SQL笔试题练习记录

SQL笔试题练习记录

    • day 1
    • day2
      • 行列转换
      • 窗口函数
    • day3
    • day 4
    • day 5

day 1

https://zhuanlan.zhihu.com/p/80905376
1、用户行为分析
(1) 取某一天查看用户资料行为(event_name=profile.index)的20,50,80分位点
SQL笔试题练习记录_第1张图片
思路:分位数采用 percentile_approx(),where定位某一天某一用户
实现:

select percentile_approx(event_num_map, array(0.2,0.5,0.8),9999)
from event_summary
where Partition_date = ${date}
and event_name = profile.index 

(2) 查看用户资料行为的不同行为频次的用户分布
输出表示例
思路:
event_summary: user_id 一个行为 行为次数
连接表,主表是某时间区间的用户id,一个事件为一条记录,所以id会有大量重复;
次表定义每个用户每个行为的行为频次字段。之所以用到两个表是因为占比字段需要用到主表

实现:

select t2."行为频次", count(distinct t2.user_id), 
count(distinct t2.user_id)/count(t1.user_id),
sum(count(distinct t2.user_id)) over(partition by t2."行为频次")
from (select User_id from event_summary 
where Partition_date between ${begin_date} and ${end_date}) t1
left join (select user_id,
(case when event_num_map between 0 and 5 then "0-5"
case when event_num_map between 5 and 15 then "5-15"
else "其他" end ) as "行为频次"
from event_summary 
where Partition_date between ${begin_date} and ${end_date}) t2
on t1.user_id = t2.user_id
group by t2.行为频次

2、流失用户分析
SQL笔试题练习记录_第2张图片
思路:复写表,表1输出某一天活跃的用户表,表2输出不活跃用户表,两者连接后,按日期group by,其日期差值就是流失的天数
题目感觉条件不足,先不考虑了
代码:

select Partition_date,case when datediff(t2.Partition_date,t1.Partition_date)=1 then count(distinct t2.user_id) end) as '流失1天',
case when datediff(t2.Partition_date,t1.Partition_date)=2 then count(distinct t1.user_id) end) as '流失2天',
case when datediff(t2.Partition_date,t1.Partition_date)=3 then count(distinct t1.user_id) end) as '流失3天',
case when datediff(t2.Partition_date,t1.Partition_date)>=30 then count(distinct t1.user_id) end) as '流失30天以上'from (
select user_id,Partition_date
    from usre_active
    where daily_active_status_map=1
)t1
left join (
    select user_id,Partition_date
    from usre_active
    where daily_active_status_map=1
)t2
on t1.user_id=t2.user_id
where t2.user_id is null
group by t1.Partition_date
order by Partition_date desc

分位数函数
percentile_approx()和 percentile()
percentile(col, p)、percentile_approx(col, p,B),返回col列p分位上的值。B用来控制内存消耗的精度。实际col中distinct的值 其中percentile要求输入的字段必须是int类型的,而percentile_approx则是数值类似型的都可以 .
p可以是数值也可以是数组,一般默认以升序的形式取数。

### 数据内容:
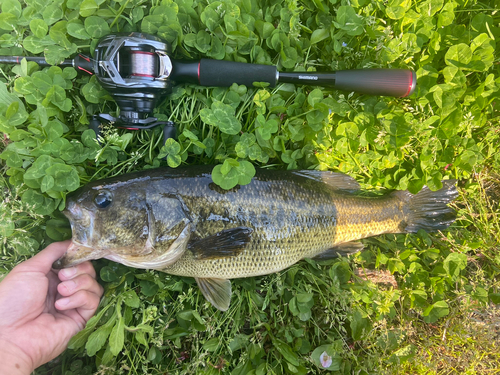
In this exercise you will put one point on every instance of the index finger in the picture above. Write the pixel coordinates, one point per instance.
(42, 262)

### 你的目标:
接着前面那篇SQL笔试题练习记录，从最后一句之后往下续写。

### 任务答案:
day2

行列转换

SQL笔试题练习记录_第3张图片
1、列转行统计数据

select Date,
	max(case Name when "小说" then Scount else 0 end) 小说,
	max(case Name when "微信" then Scount else 0 end) 微信
from tabname
group by Date

SQL笔试题练习记录_第4张图片
2、行转列统计数据

select date,name,group_concat(name,'总量:',Scount) as b_str from tabname group by date,name

SQL笔试题练习记录_第5张图片

窗口函数

1、用于排序
row_number() over(partition by column A order by column B) 1,2,3,4,5
rank() over(partition by column A order by column B) 1,2,2,4,5
dense_rank() over(partition by column A order by column B) 1,2,2,3,4

eg1:
现有交易数据表user_goods_table如下:
user_name 用户名
goods_kind 用户订购的的外卖品类
现在老板想知道每个用户购买的外卖品类偏好分布,并取出每个用户购买最多的外卖品类是哪个。

select t.user_name, t.goods_kind from
(select user_name, goods_kind, row_number() over(partition by user_name order by goods_kind desc) as rank
from user_goods_table
group by user_name, goods_kind) as t
where t.rank = 1

eg2:统计每一个客户最近下的订单是第几次下的订单

select t.customerID, max(t.rank)
from (
select customerID,totalPrice, DID,
	row_number() over(partition by customerID order by totalPrice) as rank from OP_order
) as t
group by t.customerID

**eg.3:**统计每一个客户所有的订单中购买的金额最小,并统计该订单中,客户是第几次购买的
  思路:
1)先按照客户进行分组,然后按照客户下单的时间进行正序排列,并编号(rowIndex),生成临时表baseDate;
   2)再按照客户进行分组,然后按照客户下单的金额进行倒序排列,并编号(rowIndex),生成临时表basePrice;
   3)最后取basePrice中编号为1的数据,然后根据id到baseDate中去查,即可;

with baseDate as(
	select Id,UserId,TotalPrice,orderTime,ROW_NUMBER() over (partition by UserId order by orderTime) as rowIndex from OrderInfo
),
with basePrice as(
	select Id,UserId,TotalPrice,orderTime,ROW_NUMBER() over (partition by UserId order by TotalPrice ) as rowIndex from OrderInfo
)
select * from baseDate
where Id in (select from basePrice where rowIndex=1)

2、用户分组查询
ntile(5) over(order by sum(pay_amount) desc) as level2
将整表数据进行均匀切片分组,默认是对表在不做任何操作之前进行切片分组。

eg:
现有交易数据表user_sales_table如下:
user_name 用户名
pay_amount 用户支付额度
现在老板想知道支付金额在前20%的用户。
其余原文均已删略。